REQUIREMENT: Exactly as written, print each record in the listing.

RECORD EXTRACTS:
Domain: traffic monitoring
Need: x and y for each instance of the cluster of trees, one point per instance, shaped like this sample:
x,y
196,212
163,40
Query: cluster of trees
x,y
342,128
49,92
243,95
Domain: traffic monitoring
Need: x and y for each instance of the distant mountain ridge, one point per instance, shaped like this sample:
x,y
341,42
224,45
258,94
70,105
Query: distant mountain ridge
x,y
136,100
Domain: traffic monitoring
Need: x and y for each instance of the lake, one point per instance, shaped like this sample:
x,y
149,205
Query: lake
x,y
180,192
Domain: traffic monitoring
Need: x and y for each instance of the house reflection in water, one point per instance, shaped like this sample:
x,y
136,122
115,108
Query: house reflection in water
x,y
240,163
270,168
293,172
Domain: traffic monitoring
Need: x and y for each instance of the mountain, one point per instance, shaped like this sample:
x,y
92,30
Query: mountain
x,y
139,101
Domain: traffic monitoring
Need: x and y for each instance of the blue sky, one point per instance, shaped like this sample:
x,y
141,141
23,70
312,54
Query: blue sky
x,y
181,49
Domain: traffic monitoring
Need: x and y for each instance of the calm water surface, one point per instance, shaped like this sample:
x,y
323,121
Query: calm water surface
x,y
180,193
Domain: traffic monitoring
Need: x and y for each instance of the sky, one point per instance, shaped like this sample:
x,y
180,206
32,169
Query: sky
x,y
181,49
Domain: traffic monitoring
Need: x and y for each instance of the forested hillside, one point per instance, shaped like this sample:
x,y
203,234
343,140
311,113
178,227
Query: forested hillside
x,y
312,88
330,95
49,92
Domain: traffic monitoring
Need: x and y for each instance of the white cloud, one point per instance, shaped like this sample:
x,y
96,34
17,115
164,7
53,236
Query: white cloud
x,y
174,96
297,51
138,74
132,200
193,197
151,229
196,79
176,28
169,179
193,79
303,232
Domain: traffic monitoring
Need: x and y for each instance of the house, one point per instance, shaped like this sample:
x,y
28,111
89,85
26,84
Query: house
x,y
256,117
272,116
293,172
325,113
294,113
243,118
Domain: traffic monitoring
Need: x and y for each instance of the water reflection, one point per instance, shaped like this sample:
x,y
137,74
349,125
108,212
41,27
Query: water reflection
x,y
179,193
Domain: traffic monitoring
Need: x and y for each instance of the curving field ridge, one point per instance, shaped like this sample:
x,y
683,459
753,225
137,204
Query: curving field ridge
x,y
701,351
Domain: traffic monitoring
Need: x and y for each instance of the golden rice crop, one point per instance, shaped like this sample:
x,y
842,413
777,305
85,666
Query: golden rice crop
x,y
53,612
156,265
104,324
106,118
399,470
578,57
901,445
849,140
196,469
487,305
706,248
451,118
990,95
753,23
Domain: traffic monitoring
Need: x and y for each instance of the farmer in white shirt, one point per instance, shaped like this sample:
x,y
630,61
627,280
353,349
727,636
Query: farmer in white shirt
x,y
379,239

PROBLEM SOLUTION:
Domain: traffic monitoring
Need: x and y for each instance of the cluster of trees, one point per instance, shaped like this sample:
x,y
196,212
163,40
Query: cluster of trees
x,y
342,128
49,92
243,95
Domain: traffic monitoring
Need: x and y for each instance of the distant mountain ridge, one point per instance, shaped like this sample:
x,y
341,42
224,45
258,94
70,105
Query: distant mountain ridge
x,y
136,100
Domain: traffic monitoring
Need: x and y for each instance of the lake, one point per instance, shaped like this sample:
x,y
149,205
Query: lake
x,y
180,192
Domain: traffic monitoring
Need: x and y for each instance of the house reflection in water, one point per instance, shaped like this sample:
x,y
136,122
115,108
Query: house reflection in water
x,y
240,163
270,168
293,172
Domain: traffic monitoring
Need: x and y for each instance of the mountain, one point per instance, shaped like this sample:
x,y
92,30
Query: mountain
x,y
139,101
Domain: traffic monitoring
Need: x and y for each instance of the blue sky, one point per instance, shaped like this sample:
x,y
141,141
23,70
312,54
Query: blue sky
x,y
181,49
Domain: traffic monitoring
Need: x and y for each instance of the calm water surface, one point per instance, shaped like this sample:
x,y
323,121
Query: calm water surface
x,y
180,193
Domain: traffic monitoring
Need: x and y for each instance of the sky, one point per instance, shaped like this sample:
x,y
180,206
32,169
Query: sky
x,y
181,49
Domain: traffic monitoring
Need: x and y for each instance of the forested hillside, one point per instance, shaped like this sample:
x,y
203,234
343,140
311,113
178,227
Query: forested hillside
x,y
312,88
330,95
49,92
Domain: traffic monitoring
Need: x and y for each instance of the white cloud, one point per instance, shaped like this sample:
x,y
96,34
17,115
164,7
53,236
Query: white cloud
x,y
174,96
297,51
138,74
132,200
193,197
151,229
196,79
176,28
169,179
193,79
303,232
Domain: traffic monitoring
Need: x and y for each instance of the house, one point per instance, shaped like this sample:
x,y
28,111
89,85
26,84
Query: house
x,y
256,117
272,116
293,172
325,113
294,113
243,118
Domain: traffic monitoring
Need: x and y for each instance of the water reflection, one point per instance, shaped like this sample:
x,y
137,74
349,125
108,212
41,27
Query: water reflection
x,y
179,193
Domain: traffic monitoring
Need: x and y for each instance of the curving field ridge, one point per instance, shaped like this sample:
x,y
683,459
753,225
137,204
Query: curving field ridge
x,y
701,351
Domain: traffic monitoring
Need: x and y for each instance of the golden rice crop, one point per instance, shaped like this sample:
x,y
842,413
777,305
85,666
Query: golden rice crop
x,y
53,612
156,265
104,324
106,118
399,470
578,57
901,445
849,140
196,469
487,305
706,248
451,118
990,95
753,23
Domain: traffic monitoring
Need: x and y for each instance of the farmer in white shirt, one point per instance, shaped like this sample:
x,y
630,61
627,280
353,349
727,636
Query: farmer in white shirt
x,y
379,239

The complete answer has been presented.